Mercati Emergenti: valutazioni interessanti ma ancora fragili per gli sviluppi monetari e geopolitici

Raiffeisen Capital Management -

“Ottobre rosso”: Segni premonitori molto negativi su quasi tutti i mercati azionari. Persino i mercati azionari USA, che finora sembravano imperturbabili, hanno ceduto significativamente. Il sentiment di “risk-off” si è diffuso in tutto il mondo. Anche le obbligazioni dei paesi emergenti hanno perso terreno e pure i prezzi del petrolio hanno messo la retromarcia.

A inizio novembre è partita una ripresa, ma non è chiaro se il movimento al ribasso sia, di conseguenza, già terminato. Dal punto di vista delle valutazioni parecchi mercati emergenti nel frattempo sono divenuti abbastanza interessanti. L’opposizione che proviene dall’aumento dei rendimenti USA, dalla scarsità di liquidità, dal dollaro più forte e dal rallentamento della crescita cinese continuerà, per il momento. Un’eventuale distensione nel conflitto commerciale tra USA e Cina potrebbe, tuttavia, portare almeno a una conclusione più positiva dell’anno in corso.

» COMPITO 1
Elenchi tutte le righe riportate qui sotto che contengono la stringa "foliage".

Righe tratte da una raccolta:
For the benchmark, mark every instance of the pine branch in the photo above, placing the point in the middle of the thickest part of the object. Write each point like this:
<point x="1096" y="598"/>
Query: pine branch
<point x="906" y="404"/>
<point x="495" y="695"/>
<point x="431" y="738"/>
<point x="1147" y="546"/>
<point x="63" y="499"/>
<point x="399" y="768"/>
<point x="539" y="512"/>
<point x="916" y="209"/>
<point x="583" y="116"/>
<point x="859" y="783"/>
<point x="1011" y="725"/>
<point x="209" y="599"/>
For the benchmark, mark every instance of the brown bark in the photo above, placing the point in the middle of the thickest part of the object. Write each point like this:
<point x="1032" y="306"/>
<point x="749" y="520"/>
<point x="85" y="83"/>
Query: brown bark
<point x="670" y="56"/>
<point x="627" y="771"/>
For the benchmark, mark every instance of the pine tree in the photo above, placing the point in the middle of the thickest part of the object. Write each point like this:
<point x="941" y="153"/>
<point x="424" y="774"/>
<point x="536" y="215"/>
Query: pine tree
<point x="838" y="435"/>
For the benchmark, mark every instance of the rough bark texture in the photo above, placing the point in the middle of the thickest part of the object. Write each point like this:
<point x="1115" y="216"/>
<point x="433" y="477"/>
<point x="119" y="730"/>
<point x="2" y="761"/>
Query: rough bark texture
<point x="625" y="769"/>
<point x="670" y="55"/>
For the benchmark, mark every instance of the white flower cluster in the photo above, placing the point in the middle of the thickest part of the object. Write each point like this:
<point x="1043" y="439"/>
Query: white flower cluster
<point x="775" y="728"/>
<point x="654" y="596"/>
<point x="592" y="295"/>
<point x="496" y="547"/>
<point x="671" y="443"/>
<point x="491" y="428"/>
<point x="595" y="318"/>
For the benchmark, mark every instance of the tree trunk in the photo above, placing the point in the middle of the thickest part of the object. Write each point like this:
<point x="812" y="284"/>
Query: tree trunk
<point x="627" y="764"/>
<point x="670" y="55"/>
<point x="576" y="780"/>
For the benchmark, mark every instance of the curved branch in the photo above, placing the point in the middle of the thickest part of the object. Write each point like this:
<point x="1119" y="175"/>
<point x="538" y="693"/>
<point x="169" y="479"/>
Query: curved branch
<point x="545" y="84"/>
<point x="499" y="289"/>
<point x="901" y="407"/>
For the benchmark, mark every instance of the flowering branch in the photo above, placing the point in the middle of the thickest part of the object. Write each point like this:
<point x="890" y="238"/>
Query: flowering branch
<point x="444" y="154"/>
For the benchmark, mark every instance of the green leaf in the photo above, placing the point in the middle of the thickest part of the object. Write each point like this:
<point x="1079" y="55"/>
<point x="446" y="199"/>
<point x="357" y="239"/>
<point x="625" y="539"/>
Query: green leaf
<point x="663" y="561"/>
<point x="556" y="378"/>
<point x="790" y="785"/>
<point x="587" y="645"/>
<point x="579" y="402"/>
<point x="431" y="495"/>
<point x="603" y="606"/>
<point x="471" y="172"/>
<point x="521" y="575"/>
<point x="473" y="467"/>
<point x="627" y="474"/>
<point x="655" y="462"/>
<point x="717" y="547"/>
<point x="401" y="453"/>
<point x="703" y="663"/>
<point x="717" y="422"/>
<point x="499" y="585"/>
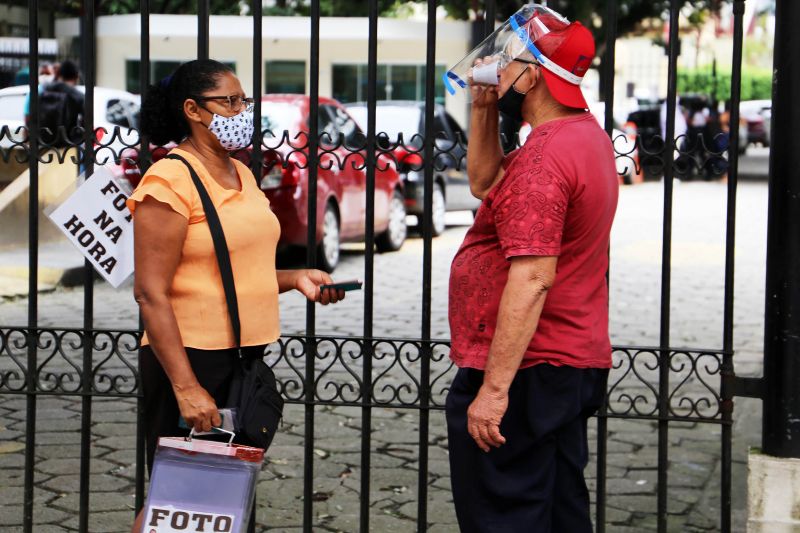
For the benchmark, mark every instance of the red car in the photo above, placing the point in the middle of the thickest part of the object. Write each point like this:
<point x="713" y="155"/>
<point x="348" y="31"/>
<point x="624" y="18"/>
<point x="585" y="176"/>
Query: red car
<point x="341" y="179"/>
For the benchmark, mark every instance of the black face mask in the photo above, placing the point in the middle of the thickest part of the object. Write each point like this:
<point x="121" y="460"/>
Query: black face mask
<point x="510" y="104"/>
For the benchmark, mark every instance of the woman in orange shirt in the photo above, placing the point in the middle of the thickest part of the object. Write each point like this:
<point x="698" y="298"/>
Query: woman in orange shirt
<point x="188" y="353"/>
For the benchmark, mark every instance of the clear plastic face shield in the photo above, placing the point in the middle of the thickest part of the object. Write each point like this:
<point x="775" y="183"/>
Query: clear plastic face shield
<point x="515" y="39"/>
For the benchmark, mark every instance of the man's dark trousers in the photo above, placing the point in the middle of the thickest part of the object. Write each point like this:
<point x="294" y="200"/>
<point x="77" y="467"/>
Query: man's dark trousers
<point x="534" y="482"/>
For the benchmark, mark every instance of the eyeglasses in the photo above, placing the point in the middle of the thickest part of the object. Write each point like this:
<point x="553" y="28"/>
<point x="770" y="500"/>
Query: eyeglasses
<point x="234" y="102"/>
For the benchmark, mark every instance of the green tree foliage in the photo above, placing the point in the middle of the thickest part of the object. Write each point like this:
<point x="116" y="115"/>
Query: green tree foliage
<point x="756" y="84"/>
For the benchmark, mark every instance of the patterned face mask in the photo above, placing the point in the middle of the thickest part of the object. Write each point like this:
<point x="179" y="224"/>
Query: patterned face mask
<point x="233" y="133"/>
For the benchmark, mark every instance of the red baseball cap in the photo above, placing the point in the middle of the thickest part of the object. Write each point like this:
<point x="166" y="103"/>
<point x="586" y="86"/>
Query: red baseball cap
<point x="566" y="55"/>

» COMPITO 2
Trascriva fedelmente il brano del testo sui mercati emergenti che inizia dalle parole "Mercati Emergenti: valutazioni" e si ferma dopo le parole "messo la retromarcia.".

» SOLUZIONE DELL'ESERCIZIO 1
For the benchmark, mark every instance of the green tree foliage in the photo above, placing the point in the middle of the thickest part of the object. Write each point like this:
Query: green tree foliage

» SOLUZIONE DELL'ESERCIZIO 2
Mercati Emergenti: valutazioni interessanti ma ancora fragili per gli sviluppi monetari e geopolitici

Raiffeisen Capital Management -

“Ottobre rosso”: Segni premonitori molto negativi su quasi tutti i mercati azionari. Persino i mercati azionari USA, che finora sembravano imperturbabili, hanno ceduto significativamente. Il sentiment di “risk-off” si è diffuso in tutto il mondo. Anche le obbligazioni dei paesi emergenti hanno perso terreno e pure i prezzi del petrolio hanno messo la retromarcia.